→ Problems to work on
(a) Name every work cited in the passage on Olympic event zones, giving each author-and-year reference once.
(b) Turn the entries into a numbered list, starting with the line that contains "Would you mind marking the wooden skewer" and going on through the line that contains "(1262, 458)".

Related to these trajectories, within the contemporary Olympic city, in the last two decades, temporary event zones have been created which act to enable, or constrain, specific flows and circulations of visitors and residents through the Olympic city (Duignan and Pappalepore 2019). These zones alter uses of existing public and collective civic spaces and often (temporarily) reimagine them as sites of touristic consumption: open to easy mediation by a watching world (Smith 2016). During the 2000 Olympic Games in Sydney, the organisers placed the city at the heart of the Games experience by providing co-ordinated crowd entertainment outside official venues. In the wake of these so-called “Live Sites”, other mega sport events have also developed temporary event zones, including the 2004 European Football Championships in Portugal, and the FIFA World Cup in Germany (which attracted 13 million visitors across 10 Fan Parks from Berlin to Munich). The success of Live Sites means that hosts are now contractually obliged to provide them. However, in this lecture, I explore whether these temporary alterations to public space have other unintended consequences for host cities and those living there.
Accelerating urban development: Event zoning and circulation
The literature on mega sport events provides strong support for the notion that they are powerful vehicles for growth and accelerated forms of urban (re) development (Müller 2015; Gaffney 2015). However, mega sport events, including the Olympic Games, create uneven spatial effects on the host destination, whether by providing a fix to a particular problem (Müller 2015), or by prioritising prestigious real estate projects that benefit more powerful actors over others (Broudehoux and Sanchez 2015). This is only possible because awarding bodies have been able to successfully enforce their rules upon public authorities. They have extended jurisdictional powers covering branding, commercialisation and security arrangements which are instrumental in creating what Powell and Marerro-Guillamon (2012) have called Olympic states of exception (ality).

→ Data for this task

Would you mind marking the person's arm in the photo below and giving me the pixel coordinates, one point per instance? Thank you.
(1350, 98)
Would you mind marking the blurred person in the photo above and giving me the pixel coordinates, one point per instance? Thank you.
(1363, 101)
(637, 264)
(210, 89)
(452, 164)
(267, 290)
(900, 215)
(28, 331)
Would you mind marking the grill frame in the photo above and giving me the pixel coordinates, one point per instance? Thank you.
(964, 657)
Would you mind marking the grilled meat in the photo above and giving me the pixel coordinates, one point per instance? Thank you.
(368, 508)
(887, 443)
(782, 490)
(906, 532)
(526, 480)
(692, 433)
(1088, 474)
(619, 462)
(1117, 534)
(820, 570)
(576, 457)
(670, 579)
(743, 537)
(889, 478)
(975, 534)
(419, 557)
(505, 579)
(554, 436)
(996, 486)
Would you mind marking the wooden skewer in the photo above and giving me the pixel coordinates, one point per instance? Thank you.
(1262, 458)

* * *

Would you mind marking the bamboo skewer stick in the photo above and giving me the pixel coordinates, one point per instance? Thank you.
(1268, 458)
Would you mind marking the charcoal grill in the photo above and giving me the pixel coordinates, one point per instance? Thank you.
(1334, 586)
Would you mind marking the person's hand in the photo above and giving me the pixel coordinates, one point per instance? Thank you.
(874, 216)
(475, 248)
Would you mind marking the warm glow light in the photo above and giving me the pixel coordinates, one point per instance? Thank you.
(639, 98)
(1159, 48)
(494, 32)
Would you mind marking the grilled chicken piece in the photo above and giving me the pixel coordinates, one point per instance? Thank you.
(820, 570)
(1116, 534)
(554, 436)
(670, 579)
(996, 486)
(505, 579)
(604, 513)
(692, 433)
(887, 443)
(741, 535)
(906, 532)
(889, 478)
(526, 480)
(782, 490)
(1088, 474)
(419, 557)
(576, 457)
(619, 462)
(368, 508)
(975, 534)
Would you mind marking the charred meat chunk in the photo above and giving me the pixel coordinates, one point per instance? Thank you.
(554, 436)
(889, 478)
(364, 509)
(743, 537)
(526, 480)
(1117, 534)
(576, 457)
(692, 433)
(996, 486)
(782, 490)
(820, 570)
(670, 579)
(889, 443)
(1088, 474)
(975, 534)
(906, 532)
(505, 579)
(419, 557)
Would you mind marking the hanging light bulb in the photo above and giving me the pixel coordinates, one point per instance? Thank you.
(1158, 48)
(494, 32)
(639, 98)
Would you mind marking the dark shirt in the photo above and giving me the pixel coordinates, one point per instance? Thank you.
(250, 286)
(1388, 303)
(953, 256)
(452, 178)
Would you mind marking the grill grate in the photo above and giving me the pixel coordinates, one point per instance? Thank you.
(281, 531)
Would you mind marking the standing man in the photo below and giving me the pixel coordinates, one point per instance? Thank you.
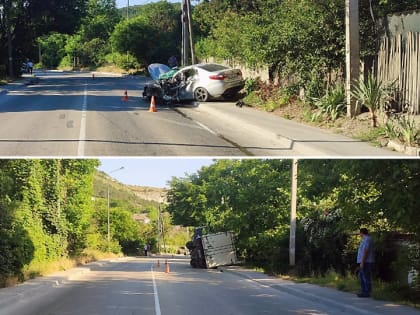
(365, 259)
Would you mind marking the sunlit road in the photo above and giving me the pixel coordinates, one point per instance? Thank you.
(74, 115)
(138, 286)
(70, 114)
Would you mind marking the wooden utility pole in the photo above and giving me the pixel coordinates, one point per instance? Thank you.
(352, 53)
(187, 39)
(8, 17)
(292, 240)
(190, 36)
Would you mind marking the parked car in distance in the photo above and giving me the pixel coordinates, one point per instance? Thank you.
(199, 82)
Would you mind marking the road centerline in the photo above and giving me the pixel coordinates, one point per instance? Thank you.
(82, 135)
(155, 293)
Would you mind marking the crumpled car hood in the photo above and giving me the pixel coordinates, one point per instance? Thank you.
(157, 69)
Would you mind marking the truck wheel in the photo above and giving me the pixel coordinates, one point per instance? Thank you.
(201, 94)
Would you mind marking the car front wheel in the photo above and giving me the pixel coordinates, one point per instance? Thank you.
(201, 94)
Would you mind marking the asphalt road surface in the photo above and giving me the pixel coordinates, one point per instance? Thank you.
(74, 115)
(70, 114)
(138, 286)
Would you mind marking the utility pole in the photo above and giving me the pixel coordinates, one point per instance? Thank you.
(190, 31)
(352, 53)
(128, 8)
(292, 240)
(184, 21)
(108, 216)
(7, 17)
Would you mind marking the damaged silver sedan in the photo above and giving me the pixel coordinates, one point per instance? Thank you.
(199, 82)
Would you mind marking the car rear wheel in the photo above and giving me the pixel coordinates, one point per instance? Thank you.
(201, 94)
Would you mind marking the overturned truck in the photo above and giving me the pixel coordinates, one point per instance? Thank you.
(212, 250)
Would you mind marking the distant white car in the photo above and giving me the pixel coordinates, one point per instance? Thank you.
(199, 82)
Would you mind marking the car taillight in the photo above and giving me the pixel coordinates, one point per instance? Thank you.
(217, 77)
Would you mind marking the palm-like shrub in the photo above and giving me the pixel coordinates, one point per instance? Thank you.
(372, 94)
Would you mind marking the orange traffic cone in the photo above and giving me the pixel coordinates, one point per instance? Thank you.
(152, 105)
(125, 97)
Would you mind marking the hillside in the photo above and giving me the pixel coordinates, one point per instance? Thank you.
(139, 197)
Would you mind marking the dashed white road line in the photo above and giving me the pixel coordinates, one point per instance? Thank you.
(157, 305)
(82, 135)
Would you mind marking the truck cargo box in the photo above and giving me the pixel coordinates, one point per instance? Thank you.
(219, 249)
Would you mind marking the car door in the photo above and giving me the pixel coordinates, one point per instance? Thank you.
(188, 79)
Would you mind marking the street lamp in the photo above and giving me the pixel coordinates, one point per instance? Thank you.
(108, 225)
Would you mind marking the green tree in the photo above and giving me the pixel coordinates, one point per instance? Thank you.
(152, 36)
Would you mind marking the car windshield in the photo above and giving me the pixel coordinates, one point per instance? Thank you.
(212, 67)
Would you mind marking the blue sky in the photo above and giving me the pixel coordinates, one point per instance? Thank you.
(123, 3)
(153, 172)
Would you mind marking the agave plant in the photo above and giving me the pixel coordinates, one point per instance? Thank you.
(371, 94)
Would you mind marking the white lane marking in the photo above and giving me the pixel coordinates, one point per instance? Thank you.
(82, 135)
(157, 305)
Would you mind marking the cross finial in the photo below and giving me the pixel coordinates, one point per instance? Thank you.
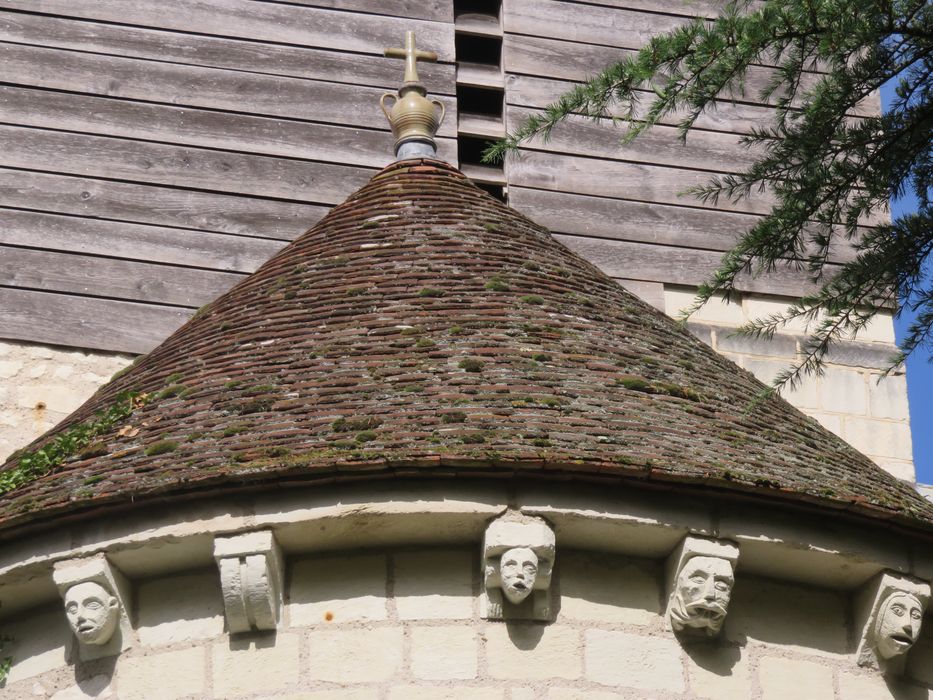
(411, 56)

→ Worked solutions
(a)
- Duignan and Pappalepore 2019
- Smith 2016
- Müller 2015
- Gaffney 2015
- Broudehoux and Sanchez 2015
- Powell and Marerro-Guillamon 2012

(b)
1. Would you mind marking the wooden skewer in the photo above and giving me the pixel coordinates, one point per instance? Thank you.
2. (1262, 458)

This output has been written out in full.